▶ _Written request_:
Reproduce every line of the records from the line containing "head in this photo." through the end of the records, both ends included, adding -38 to each coordinate in the answers.

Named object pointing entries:
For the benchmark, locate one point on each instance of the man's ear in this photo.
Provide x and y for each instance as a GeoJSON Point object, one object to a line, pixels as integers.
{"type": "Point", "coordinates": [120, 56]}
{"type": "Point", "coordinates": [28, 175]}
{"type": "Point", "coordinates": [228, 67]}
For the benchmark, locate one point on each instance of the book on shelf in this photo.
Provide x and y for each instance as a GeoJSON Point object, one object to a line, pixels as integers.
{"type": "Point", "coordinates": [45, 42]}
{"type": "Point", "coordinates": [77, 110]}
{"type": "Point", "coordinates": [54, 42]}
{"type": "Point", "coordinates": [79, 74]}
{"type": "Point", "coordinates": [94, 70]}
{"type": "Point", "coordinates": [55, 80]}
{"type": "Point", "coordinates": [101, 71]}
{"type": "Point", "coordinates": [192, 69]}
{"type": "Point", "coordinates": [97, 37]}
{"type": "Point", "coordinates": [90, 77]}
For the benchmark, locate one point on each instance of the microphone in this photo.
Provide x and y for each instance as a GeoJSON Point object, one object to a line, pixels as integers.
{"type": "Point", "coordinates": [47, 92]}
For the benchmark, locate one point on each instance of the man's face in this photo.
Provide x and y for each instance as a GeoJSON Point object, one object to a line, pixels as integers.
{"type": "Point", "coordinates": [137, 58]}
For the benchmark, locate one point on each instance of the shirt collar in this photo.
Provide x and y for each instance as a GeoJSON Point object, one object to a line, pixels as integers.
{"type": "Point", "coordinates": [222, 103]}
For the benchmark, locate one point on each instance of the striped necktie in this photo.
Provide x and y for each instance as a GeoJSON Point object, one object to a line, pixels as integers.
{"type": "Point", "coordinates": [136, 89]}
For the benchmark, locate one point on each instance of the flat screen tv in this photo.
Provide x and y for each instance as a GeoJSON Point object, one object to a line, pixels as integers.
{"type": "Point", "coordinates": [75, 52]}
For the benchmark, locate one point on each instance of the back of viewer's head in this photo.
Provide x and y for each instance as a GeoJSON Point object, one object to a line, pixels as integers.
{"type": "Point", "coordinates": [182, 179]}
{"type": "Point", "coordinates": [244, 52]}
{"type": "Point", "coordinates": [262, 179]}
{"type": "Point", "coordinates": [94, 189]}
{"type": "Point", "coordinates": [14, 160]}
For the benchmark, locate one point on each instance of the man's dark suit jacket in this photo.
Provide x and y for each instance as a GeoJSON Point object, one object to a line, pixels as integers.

▶ _Solution for this problem_:
For the benchmark, locate one point on each instance of the back of viewer's head in this photo.
Provide x and y for each instance as a GeoJSON Point object, one object to a line, pixels as integers.
{"type": "Point", "coordinates": [144, 141]}
{"type": "Point", "coordinates": [206, 14]}
{"type": "Point", "coordinates": [224, 141]}
{"type": "Point", "coordinates": [56, 151]}
{"type": "Point", "coordinates": [-24, 122]}
For the benchmark, locate one point on each instance of the man's dark suit jacket in this photo.
Provide x and y for each instance as a GeoJSON Point object, one object to a line, pixels as integers.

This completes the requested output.